* **Short problem**
Using the data below, repeat all of it precisely.

---------- Data ----------

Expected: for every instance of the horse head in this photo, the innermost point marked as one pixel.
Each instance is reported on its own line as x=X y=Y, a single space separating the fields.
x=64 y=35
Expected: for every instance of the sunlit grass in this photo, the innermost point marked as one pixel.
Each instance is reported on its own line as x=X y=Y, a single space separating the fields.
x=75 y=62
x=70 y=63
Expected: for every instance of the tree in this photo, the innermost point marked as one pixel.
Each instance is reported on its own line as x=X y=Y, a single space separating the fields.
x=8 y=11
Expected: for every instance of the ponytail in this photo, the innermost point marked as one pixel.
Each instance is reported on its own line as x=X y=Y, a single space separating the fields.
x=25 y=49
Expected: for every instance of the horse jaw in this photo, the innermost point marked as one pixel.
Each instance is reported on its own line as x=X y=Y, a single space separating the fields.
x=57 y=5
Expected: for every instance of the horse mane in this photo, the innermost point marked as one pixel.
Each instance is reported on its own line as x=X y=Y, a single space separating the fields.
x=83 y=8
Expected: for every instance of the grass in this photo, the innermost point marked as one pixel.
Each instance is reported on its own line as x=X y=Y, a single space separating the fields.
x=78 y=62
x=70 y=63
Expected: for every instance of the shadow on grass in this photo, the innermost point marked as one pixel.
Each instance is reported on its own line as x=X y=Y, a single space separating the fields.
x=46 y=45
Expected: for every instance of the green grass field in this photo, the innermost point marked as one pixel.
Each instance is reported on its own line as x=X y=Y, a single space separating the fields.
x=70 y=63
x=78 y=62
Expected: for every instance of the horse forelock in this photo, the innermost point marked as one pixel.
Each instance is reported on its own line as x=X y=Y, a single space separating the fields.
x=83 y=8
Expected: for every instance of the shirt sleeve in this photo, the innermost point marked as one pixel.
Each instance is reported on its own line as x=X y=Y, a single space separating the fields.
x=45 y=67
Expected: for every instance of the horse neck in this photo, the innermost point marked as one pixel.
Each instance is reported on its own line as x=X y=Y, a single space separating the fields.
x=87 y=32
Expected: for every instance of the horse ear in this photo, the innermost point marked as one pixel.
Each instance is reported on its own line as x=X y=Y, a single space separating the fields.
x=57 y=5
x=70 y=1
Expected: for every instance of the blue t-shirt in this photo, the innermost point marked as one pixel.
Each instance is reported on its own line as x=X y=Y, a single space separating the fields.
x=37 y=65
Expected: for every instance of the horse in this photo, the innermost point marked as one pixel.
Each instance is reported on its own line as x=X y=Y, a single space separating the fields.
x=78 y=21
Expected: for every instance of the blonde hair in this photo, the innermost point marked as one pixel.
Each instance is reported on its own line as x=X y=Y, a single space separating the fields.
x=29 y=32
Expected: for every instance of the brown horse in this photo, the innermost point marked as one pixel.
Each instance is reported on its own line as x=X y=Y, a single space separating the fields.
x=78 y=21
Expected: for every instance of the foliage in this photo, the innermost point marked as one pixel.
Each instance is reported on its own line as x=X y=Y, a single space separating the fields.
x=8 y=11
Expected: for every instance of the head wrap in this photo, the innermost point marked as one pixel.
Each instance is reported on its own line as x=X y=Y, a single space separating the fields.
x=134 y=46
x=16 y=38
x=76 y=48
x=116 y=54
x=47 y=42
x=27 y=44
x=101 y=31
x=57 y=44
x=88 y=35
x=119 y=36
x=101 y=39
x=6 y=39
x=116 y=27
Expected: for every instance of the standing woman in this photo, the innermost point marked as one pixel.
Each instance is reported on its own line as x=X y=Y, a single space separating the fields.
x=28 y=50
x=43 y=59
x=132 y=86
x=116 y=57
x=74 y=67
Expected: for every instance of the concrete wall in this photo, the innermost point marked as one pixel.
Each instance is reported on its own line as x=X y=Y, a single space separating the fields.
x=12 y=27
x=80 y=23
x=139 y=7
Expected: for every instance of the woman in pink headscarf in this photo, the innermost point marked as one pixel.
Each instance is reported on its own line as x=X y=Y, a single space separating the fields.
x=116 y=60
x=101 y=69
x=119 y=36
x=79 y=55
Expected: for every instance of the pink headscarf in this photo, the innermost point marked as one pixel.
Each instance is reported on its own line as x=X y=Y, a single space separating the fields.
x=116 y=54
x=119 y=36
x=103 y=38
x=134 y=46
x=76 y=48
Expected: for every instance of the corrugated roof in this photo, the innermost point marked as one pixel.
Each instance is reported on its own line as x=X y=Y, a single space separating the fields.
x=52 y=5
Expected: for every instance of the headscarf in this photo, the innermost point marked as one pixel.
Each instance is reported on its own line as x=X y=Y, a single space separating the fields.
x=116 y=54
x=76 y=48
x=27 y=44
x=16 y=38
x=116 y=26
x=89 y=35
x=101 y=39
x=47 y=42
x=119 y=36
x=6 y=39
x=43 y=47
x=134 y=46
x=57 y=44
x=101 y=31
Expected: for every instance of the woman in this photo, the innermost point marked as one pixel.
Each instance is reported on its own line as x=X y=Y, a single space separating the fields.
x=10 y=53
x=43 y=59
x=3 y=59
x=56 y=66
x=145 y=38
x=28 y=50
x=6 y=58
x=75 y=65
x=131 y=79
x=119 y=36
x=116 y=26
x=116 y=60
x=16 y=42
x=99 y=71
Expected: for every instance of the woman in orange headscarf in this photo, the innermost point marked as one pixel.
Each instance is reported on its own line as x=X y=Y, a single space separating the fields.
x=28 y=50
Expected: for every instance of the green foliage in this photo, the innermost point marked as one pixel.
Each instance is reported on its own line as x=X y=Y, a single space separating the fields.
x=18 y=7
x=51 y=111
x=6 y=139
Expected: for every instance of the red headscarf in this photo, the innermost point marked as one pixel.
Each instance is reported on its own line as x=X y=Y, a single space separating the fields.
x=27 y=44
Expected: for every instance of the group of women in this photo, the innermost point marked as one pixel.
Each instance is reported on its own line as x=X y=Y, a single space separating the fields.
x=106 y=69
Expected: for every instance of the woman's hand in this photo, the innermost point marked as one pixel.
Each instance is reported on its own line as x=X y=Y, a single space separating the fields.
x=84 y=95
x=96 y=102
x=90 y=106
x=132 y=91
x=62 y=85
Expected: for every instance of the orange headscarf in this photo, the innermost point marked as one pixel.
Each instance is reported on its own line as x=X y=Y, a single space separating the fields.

----------

* **Exercise solution**
Expected: for every instance of the horse head in this photo, the innermost point marked as one pixel.
Each instance is reported on its own line as x=X y=Y, a single space separating the fields.
x=64 y=35
Expected: for every instance of the sunlit grass in this photo, the innermost point marked as one pixel.
Each instance is reported on its own line as x=X y=Y, a single space separating the fields.
x=75 y=62
x=70 y=63
Expected: for every instance of the tree in this photo, the innermost point marked as one pixel.
Each instance is reported on its own line as x=X y=Y, a single space separating the fields.
x=8 y=11
Expected: for every instance of the ponytail in this photo, the innermost point marked as one pixel.
Each instance is reported on its own line as x=X y=Y, a single space separating the fields.
x=25 y=49
Expected: for every instance of the horse jaw in this photo, the innermost point marked as one pixel.
Each instance is reported on its own line as x=X y=Y, a single space separating the fields.
x=57 y=5
Expected: for every instance of the horse mane in this photo, the innermost point marked as one pixel.
Each instance is reported on its own line as x=X y=Y, a single space separating the fields.
x=83 y=8
Expected: for every instance of the grass in this photo, the innermost point marked as one pixel.
Each instance is reported on its own line as x=X y=Y, a single space separating the fields.
x=78 y=62
x=70 y=63
Expected: for every instance of the shadow on grass in this photo, the innermost point marked as one pixel.
Each instance is reported on its own line as x=X y=Y, a single space separating the fields.
x=46 y=45
Expected: for every instance of the green grass field in this photo, the innermost point marked as one pixel.
Each instance is reported on its own line as x=X y=Y, a single space separating the fields.
x=70 y=63
x=78 y=62
Expected: for every instance of the horse forelock in this photo, the innermost point marked as one pixel.
Each instance is reported on its own line as x=X y=Y, a single space separating the fields.
x=83 y=8
Expected: for every instance of the shirt sleeve in this photo, the innermost point marked as one pixel.
Each instance is reported on its own line as x=X y=Y, a single space separating the fields.
x=45 y=67
Expected: for every instance of the horse neck in this photo, the innermost point marked as one pixel.
Each instance is reported on its own line as x=X y=Y, a single space separating the fields.
x=87 y=32
Expected: for every instance of the horse ear in this photo, the innermost point marked as one pixel.
Each instance is reported on its own line as x=X y=Y, a single space separating the fields.
x=57 y=5
x=70 y=1
Expected: for every instance of the blue t-shirt in this photo, the innermost point marked as one pixel.
Each instance is reported on its own line as x=X y=Y, a single space separating the fields.
x=37 y=65
Expected: for every instance of the horse in this photo, the innermost point marked as one pixel.
Each instance is reported on its own line as x=X y=Y, a single space separating the fields.
x=78 y=21
Expected: for every instance of the blonde hair in this photo, the innermost point marked as one pixel.
Each instance is reported on its own line as x=X y=Y, a single space separating the fields.
x=29 y=32
Expected: for every instance of the brown horse in this photo, the innermost point marked as one pixel.
Each instance is reported on its own line as x=X y=Y, a single space separating the fields.
x=78 y=21
Expected: for every instance of the foliage in this photo, the innermost point marked as one pixel.
Each instance is reported on its own line as x=X y=Y, a single space separating the fields.
x=8 y=11
Expected: for every instance of the head wrap in this photo, the innermost point marked as one pixel.
Each instance is reported on its own line as x=X y=Y, a single space separating the fields.
x=134 y=46
x=16 y=38
x=76 y=48
x=116 y=54
x=47 y=42
x=27 y=44
x=101 y=31
x=57 y=44
x=88 y=35
x=119 y=36
x=101 y=39
x=6 y=39
x=116 y=27
Expected: for every instance of the standing woman in this photo, the innermost point marked as one pixel.
Each instance is reported on its own line as x=X y=Y, a single space separating the fields.
x=28 y=50
x=43 y=59
x=132 y=86
x=116 y=57
x=74 y=67
Expected: for every instance of the concrete wall in this photo, the innermost point marked as one pixel.
Each instance is reported on its own line as x=X y=Y, a single space separating the fields.
x=12 y=27
x=80 y=23
x=139 y=7
Expected: for every instance of the woman in pink headscarf in this photo, the innermost point marked as one pixel.
Each instance is reported on its own line as x=X y=Y, a single space separating the fields.
x=116 y=60
x=101 y=69
x=119 y=36
x=79 y=55
Expected: for every instance of the pink headscarf in this photo, the innermost point marked as one pixel.
Each instance is reported on its own line as x=X y=Y, a single space separating the fields.
x=116 y=54
x=119 y=36
x=103 y=38
x=134 y=46
x=76 y=48
Expected: for every instance of the corrugated roof in this photo, the innermost point marked as one pixel.
Each instance is reported on its own line as x=X y=Y, a single space separating the fields.
x=52 y=5
Expected: for every instance of the headscarf in this photo, the innermost point marked as one pixel.
Each instance is reported on its own line as x=X y=Y, a single space separating the fields.
x=116 y=54
x=76 y=48
x=27 y=44
x=16 y=38
x=116 y=26
x=89 y=35
x=101 y=39
x=47 y=42
x=119 y=36
x=6 y=39
x=43 y=47
x=134 y=46
x=57 y=44
x=101 y=31
Expected: for every instance of the woman in this photo, the innermost point marked as one pixel.
Each instance is reported on its own line as x=X y=Y, a single space separating the fields.
x=10 y=53
x=43 y=59
x=3 y=59
x=56 y=66
x=145 y=38
x=28 y=50
x=6 y=58
x=75 y=65
x=131 y=79
x=119 y=36
x=116 y=26
x=116 y=60
x=16 y=42
x=99 y=71
Expected: for every instance of the woman in orange headscarf in this photo, the innermost point marked as one pixel.
Each instance is reported on its own line as x=X y=Y, a single space separating the fields.
x=28 y=50
Expected: for every instance of the green foliage in this photo, the innermost point marked as one pixel.
Each instance is reported on its own line as x=X y=Y, a single space separating the fields.
x=18 y=7
x=51 y=111
x=6 y=139
Expected: for every instance of the red headscarf in this photo, the innermost point marked as one pixel.
Each instance is reported on its own line as x=X y=Y, a single space separating the fields.
x=27 y=44
Expected: for every instance of the group of women in this photo, the innermost point marked as one pixel.
Each instance is reported on its own line as x=X y=Y, a single space separating the fields.
x=106 y=69
Expected: for every instance of the woman's hand in this photo, the innermost point marked as one pixel.
Each instance is reported on its own line as x=X y=Y, a single space separating the fields.
x=84 y=95
x=96 y=102
x=90 y=106
x=132 y=91
x=62 y=85
Expected: for every instance of the orange headscarf in this photo, the innermost point marked as one pixel.
Each instance is reported on its own line as x=X y=Y, a single space separating the fields.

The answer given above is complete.